Source:

====================

On March 30, 2005, petitioner Nippon Express filed an application for tax credit of its excess/unused input taxes
attributable to zero-rated sales for the taxable year 2004 in the total amount of ₱27,828,748.95.
By reason of the inaction by the BIR, Nippon Express subsequently filed a Petition for Review before the CTA.

In its Answer, respondent CIR interposed the defense, among others, that Nippon Express’ excess input VAT paid for its domestic purchases of goods and services attributable to zero-rated sales for the four quarters of taxable year 2004 was not fully substantiated by proper documents.


CTA Division denied the petitioner’s claim for failure to submit the required VAT official receipts as proof of zero-rated sales.


In its appeal before the CTA En Banc, Nippon Express alleged that it had fully complied with the
invoicing requirements when it submitted sales invoices to support its claim of zero-rated sales.
Petitioner argued that there is nothing in the tax laws and regulations that requires the sale of goods or
properties to be supported only by sales invoices, or the sale of services by official receipts only.


CTA En Banc affirmed the decision of the CTA Division

Hence, the instant petition.


ISSUE:


Whether or not the sales invoices and documents other than official receipts are proper in substantiating
zero-rated sales of services in connection with a claim for refund under Section 112 of the NIRC.


RULING:

The legislature separately categorized VAT on sale of goods from VAT on sale of
services, not only by its treatment with regard to tax but also with respect to substantiation
requirements.


It was in Kepco Philippines Corporation v. Commissioner that the Court was directly confronted with the adequacy of a sales invoice as proof of the purchase of services and official receipt as evidence of the purchase of goods. The Court initially cited the distinction between an invoice and an official receipt as expressed in the Manila Mining case. We then declared for the first time that a VAT invoice is necessary for every sale, barter or exchange of goods or properties while a VAT official receipt properly pertains to every lease of goods or properties, and for every sale, barter or exchange of services.

====================

Stored data:
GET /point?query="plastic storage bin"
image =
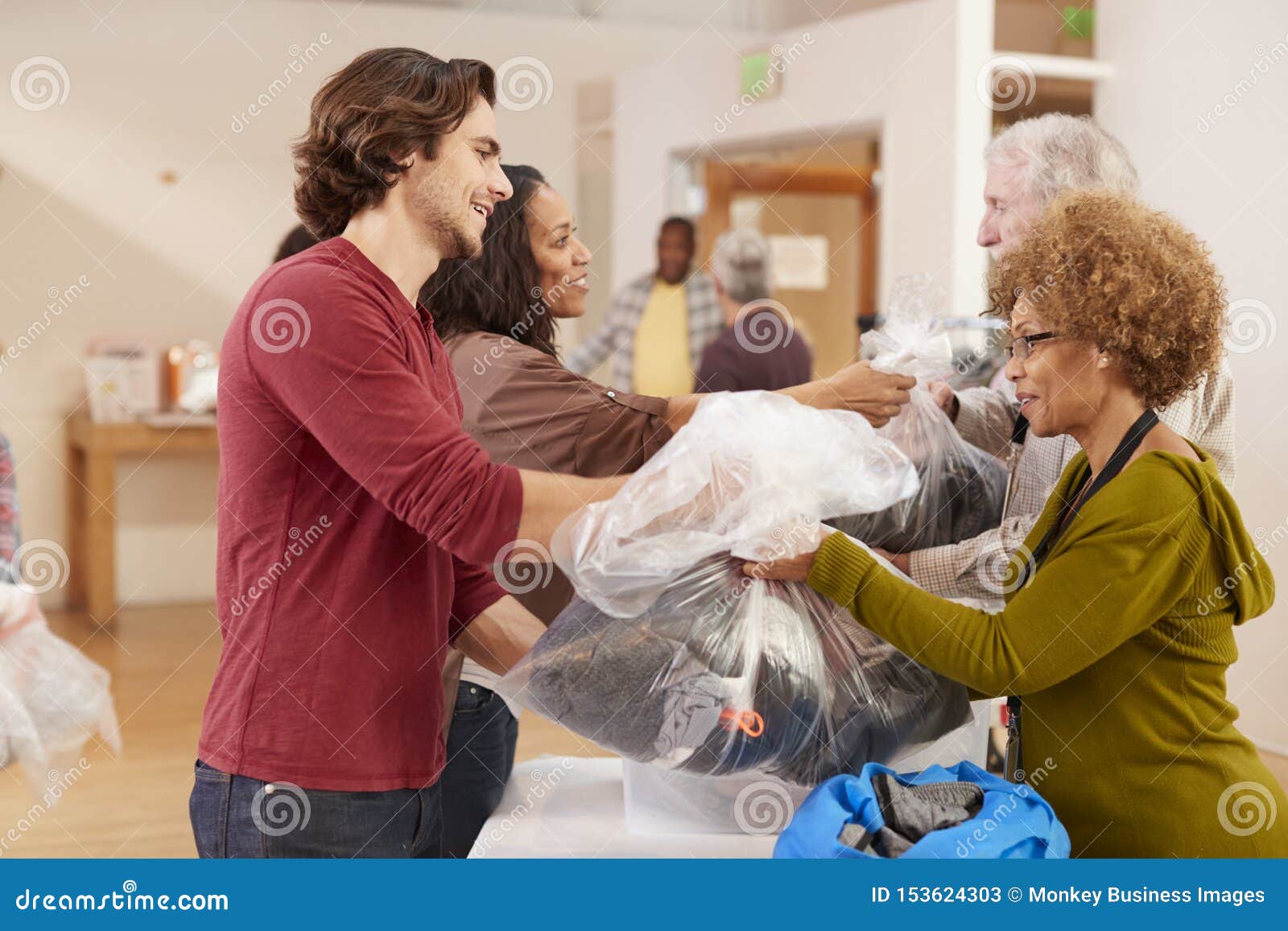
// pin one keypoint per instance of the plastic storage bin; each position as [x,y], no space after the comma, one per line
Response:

====================

Given request:
In the case summary, what total amount of excess or unused input taxes did Nippon Express seek as a tax credit for taxable year 2004?

Exercise solution:
₱27,828,748.95